--- Work to be completed ---
Could you reproduce every record below exactly, excluding all pictures?
━━━━━ Record excerpts ━━━━━
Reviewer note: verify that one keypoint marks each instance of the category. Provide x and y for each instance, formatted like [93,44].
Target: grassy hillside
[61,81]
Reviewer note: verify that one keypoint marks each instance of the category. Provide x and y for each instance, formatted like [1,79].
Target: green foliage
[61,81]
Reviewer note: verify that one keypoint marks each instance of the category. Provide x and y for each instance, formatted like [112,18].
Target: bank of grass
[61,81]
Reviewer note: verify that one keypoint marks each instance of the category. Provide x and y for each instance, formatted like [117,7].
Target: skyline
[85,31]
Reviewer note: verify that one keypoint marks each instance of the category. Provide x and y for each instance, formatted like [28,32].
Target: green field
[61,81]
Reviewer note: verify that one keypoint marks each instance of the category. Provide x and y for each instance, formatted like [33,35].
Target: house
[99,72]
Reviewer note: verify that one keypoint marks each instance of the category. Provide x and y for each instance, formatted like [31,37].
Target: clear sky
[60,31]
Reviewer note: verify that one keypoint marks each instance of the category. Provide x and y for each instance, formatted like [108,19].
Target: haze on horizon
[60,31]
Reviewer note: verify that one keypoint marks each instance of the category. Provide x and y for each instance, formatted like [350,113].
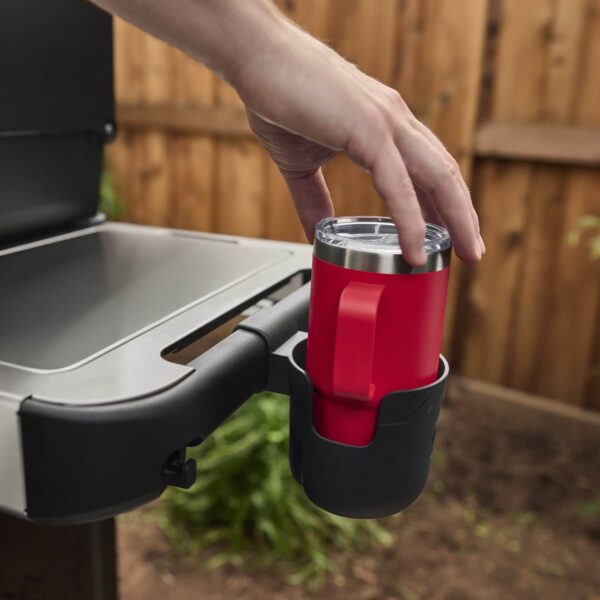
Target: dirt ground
[509,513]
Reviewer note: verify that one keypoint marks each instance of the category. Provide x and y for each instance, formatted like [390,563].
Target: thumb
[311,198]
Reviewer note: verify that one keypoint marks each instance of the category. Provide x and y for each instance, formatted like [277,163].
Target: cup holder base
[370,481]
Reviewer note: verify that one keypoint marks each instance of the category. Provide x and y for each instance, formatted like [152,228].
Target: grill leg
[57,563]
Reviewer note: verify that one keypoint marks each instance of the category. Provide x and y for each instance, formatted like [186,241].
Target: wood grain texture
[511,88]
[537,333]
[539,142]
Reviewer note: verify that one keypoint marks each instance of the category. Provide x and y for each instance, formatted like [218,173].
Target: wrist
[240,34]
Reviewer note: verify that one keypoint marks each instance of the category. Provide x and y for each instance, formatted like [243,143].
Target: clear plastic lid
[375,234]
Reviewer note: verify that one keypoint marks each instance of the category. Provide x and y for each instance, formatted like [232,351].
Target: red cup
[375,322]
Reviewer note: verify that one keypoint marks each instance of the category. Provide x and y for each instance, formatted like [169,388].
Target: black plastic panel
[47,182]
[370,481]
[56,72]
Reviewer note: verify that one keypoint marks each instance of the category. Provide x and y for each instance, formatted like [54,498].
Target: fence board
[529,314]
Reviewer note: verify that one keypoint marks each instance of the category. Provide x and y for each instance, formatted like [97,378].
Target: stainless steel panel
[64,302]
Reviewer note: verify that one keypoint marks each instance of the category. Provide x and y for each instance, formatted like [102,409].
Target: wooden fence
[513,90]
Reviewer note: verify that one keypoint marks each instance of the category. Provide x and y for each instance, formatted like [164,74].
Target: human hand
[305,103]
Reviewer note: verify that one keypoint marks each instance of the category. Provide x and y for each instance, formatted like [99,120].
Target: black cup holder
[370,481]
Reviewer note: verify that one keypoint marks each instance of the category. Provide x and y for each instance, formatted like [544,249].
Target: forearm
[222,34]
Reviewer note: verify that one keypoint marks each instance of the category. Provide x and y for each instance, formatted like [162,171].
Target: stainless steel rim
[364,259]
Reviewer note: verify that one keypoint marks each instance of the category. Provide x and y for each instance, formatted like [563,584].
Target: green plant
[110,204]
[246,503]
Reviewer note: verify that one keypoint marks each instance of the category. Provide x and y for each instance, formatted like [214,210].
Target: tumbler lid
[371,244]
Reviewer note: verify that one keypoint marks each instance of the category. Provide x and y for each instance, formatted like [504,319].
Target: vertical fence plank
[512,316]
[493,290]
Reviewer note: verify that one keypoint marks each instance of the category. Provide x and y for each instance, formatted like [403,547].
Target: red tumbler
[375,322]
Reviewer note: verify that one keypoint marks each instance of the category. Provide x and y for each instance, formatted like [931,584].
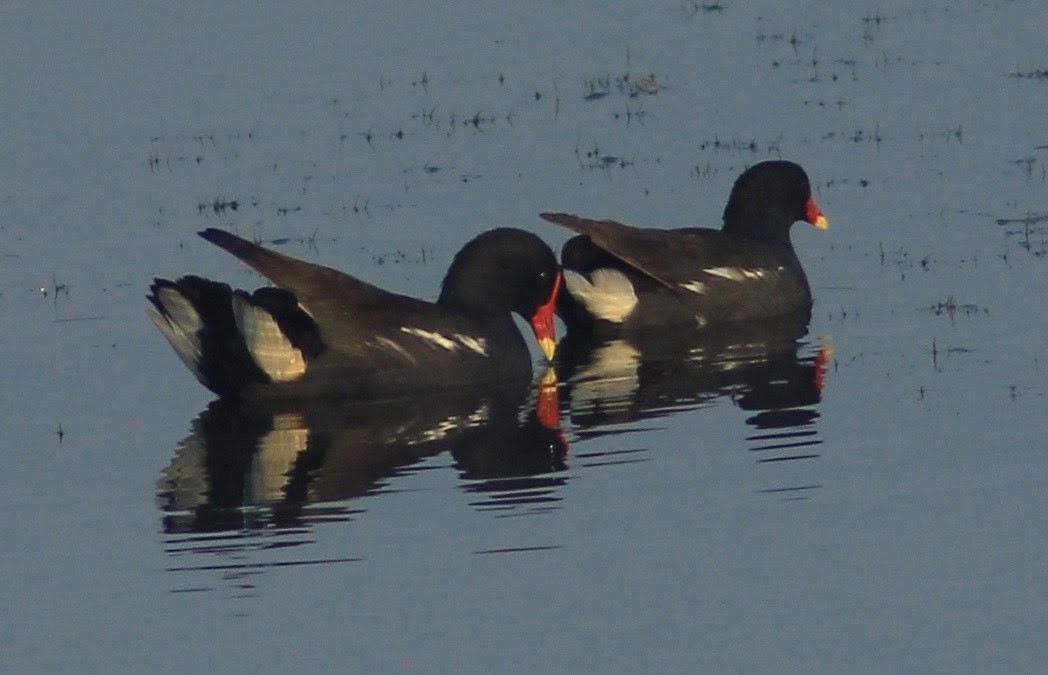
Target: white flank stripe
[478,345]
[434,338]
[267,345]
[386,343]
[736,274]
[695,286]
[180,324]
[609,296]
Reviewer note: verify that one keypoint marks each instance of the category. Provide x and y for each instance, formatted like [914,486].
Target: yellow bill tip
[548,347]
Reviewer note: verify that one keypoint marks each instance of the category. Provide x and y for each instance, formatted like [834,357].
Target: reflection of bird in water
[275,462]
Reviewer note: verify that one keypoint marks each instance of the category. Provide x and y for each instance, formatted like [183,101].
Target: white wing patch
[180,324]
[454,343]
[609,296]
[266,343]
[737,274]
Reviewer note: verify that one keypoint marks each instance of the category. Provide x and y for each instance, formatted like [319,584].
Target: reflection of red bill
[548,407]
[823,360]
[542,321]
[815,216]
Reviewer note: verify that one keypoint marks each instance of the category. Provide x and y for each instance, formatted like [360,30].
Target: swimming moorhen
[621,278]
[320,332]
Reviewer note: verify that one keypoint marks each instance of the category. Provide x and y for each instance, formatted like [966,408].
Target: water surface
[865,495]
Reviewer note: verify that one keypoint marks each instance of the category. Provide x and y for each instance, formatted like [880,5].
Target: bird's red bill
[542,321]
[815,216]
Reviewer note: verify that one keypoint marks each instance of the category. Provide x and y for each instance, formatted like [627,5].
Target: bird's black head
[767,199]
[504,270]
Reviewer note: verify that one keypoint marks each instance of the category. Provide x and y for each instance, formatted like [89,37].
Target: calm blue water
[869,497]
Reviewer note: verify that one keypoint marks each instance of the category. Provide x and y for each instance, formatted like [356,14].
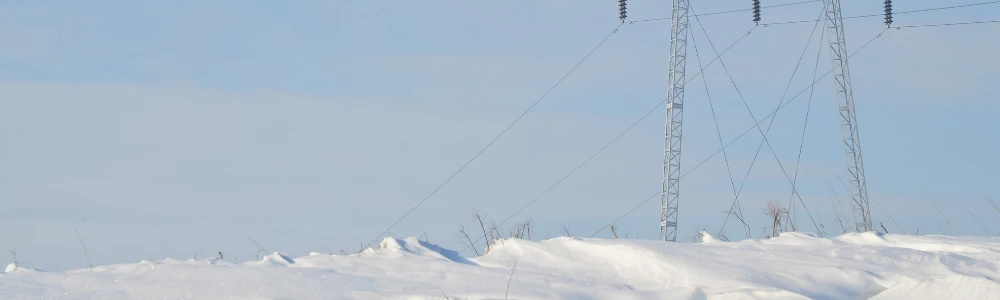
━━━━━
--- Written answer ---
Reviewer note: verify that one keypoint marks each instance of the category. Provide x and y for each instance, formatted like [93,44].
Target: grassy hillside
[61,81]
Reviewer note: verify that one keypoint marks each instance of the category. Provide x and y for each instance, formatted like [1,79].
Target: green foliage
[61,81]
Reviewer note: verify that one keypoint marks each instance of the category. Provide x and y for each instance, formatted like [112,18].
Target: bank of grass
[61,81]
Reviewer note: verify that one keypoint marks each instance of the category. Provide x and y for each instance, formatted like [117,7].
Target: skyline
[85,31]
Reviewer note: verify that one keypoint marks each instance of the category. Provide x and y for each instance, formatted like [28,32].
Target: green field
[61,81]
Reviewer note: verify that one keypoint marks each instance of the category. Provide x and y for each instance, formatted like [33,35].
Target: house
[99,72]
Reviewer note: verify that one keypoint marks each instance of the category. Provide x and y for each instance, formatted like [31,37].
Target: clear sky
[60,31]
Reviewer note: verify that one keypoint marks each instance of the category. Provide x and y for each instance, formatted like [108,19].
Target: haze on horizon
[60,31]
Reviewer note: verify that one keypoint marks each instance of the category. Provide x and y for each instance, formatted like [350,113].
Target: dirt ground
[509,513]
Reviewer note: verify that one keypoint marks each instance of the category. Provide x and y for each instance, formatted like [390,563].
Target: thumb
[311,198]
Reviewer note: verify that one keypoint marks each instance of the category. Provide x and y for each instance, formatted like [277,163].
Target: cup holder base
[370,481]
Reviewer note: verify that one keypoint marks each instance of the category. Provide x and y for each instance, formatted like [152,228].
Target: grill leg
[57,563]
Reviewer note: verify that one keypoint marks each instance of the category. Provide x and y for each instance, formatted like [186,241].
Target: wood grain texture
[511,88]
[537,333]
[539,142]
Reviewer note: verify that one keypoint marks each instance of the category. Provide x and y for each instance, formatted like [218,173].
Target: wrist
[240,34]
Reviewer note: verify that one keypoint marks each instance of the category. Provide x and y for each instance, formatted like [243,143].
Target: clear plastic lid
[375,234]
Reviewer note: verify that one keypoint marks each instance of the category. Provide x and y for each instance, formatted like [232,351].
Target: red cup
[375,322]
Reviewer note: verify that one keypoint marks each instance of the category. Provide x and y for each instance, formatted like [169,388].
Target: black plastic panel
[47,182]
[370,481]
[56,72]
Reviewer note: verify that one keypoint marks each instance of the category. Provide x and y for each instance, formatted like [54,498].
Target: fence board
[529,314]
Reviewer note: verify that one keypoint marks each instance of the category. Provide x and y for each instance, formatted like [97,378].
Target: stainless steel panel
[64,302]
Reviewer note: verify that one keypoint marks each instance of the category. Provide x and y for each instance, formatted like [102,409].
Target: wooden fence
[513,90]
Reviewer note: verify that one keypoint marks each instance of the category. Provide x and y for each instance, formatted like [164,74].
Target: human hand
[305,103]
Reviewer note: verify that one keypoint marks each instance of the category. Provide x and y for each instance, formatted like [99,120].
Target: black cup holder
[370,481]
Reviewer note: verify that one keypoint marks each instance of the category. Provide x and y for each instance, formatted like [544,249].
Target: forearm
[222,34]
Reviewer note: verify that one keypoint marks each instance of the category. Provide x and y for each instance, formatted like [162,171].
Target: stainless steel rim
[364,259]
Reviewer note: verify that one keypoint marks each instance of the category. Provide x and y for each instance, formatted like [563,584].
Target: green plant
[110,204]
[246,503]
Reviewer note: verify that one keypoint marks each instance of the category. Provide x and y for each instance, formatted like [214,210].
Target: tumbler lid
[371,244]
Reviewer note: verify that one keypoint marks each instance of the category. Provide x and y for each instance, formatted like [504,319].
Target: vertical fence plank
[512,316]
[493,290]
Reviewer note: verify that one keypoint marks each instance of the category. Provide x and y for each instance, formatted like [403,547].
Target: red tumbler
[375,322]
Reviewer note: verify that one keypoint marks each instance of the category. Provide x and y for each instance, formatted like [931,584].
Target: white flank stripe
[478,345]
[434,338]
[267,345]
[386,343]
[736,274]
[695,286]
[180,324]
[609,296]
Reviewer note: verify that one keypoint marks each instance of the category. Provide x and y for each instance, formatted like [914,486].
Target: yellow bill tip
[548,347]
Reviewer note: verify that one keypoint marks each instance of the category. Provide x and y for each instance, formatted like [834,357].
Target: reflection of bird in water
[275,462]
Reviewer note: verify that one keypoint marks each instance of the category. Provide x and y for each instance, formatted like [183,101].
Target: white wing patch
[180,324]
[454,343]
[609,296]
[266,343]
[737,274]
Reviewer note: verify that one keypoint marks each instance of the category. Provide x and y for each instance, formatted like [319,584].
Target: reflection of red bill
[548,407]
[823,360]
[542,321]
[815,216]
Reviewer note: verify that one keypoint marks each instance of the category. Provide x and y for each instance, formatted like [360,30].
Target: swimming moorhen
[621,278]
[320,332]
Reviewer note: verify that one keypoint marks each instance of the category. Provide x and y for each instance, formatted like [966,408].
Target: water surface
[865,495]
Reviewer note: verify that one keypoint marks each instance of the category. Provide x and y for each instance, formatted like [880,5].
Target: bird's red bill
[542,321]
[815,216]
Reviewer note: verify that one keypoint marks each instance of the category. Provide x and y for each instance, formatted like [627,5].
Target: bird's black head
[767,199]
[504,270]
Reviewer note: verify that one keypoint marks each instance of the category. Provide x and y for each instance, formatted like [89,37].
Target: calm blue water
[869,497]
Reviewer note: verify that one keypoint marks each instance of the category. Provide x and y for each instance, formatted like [356,14].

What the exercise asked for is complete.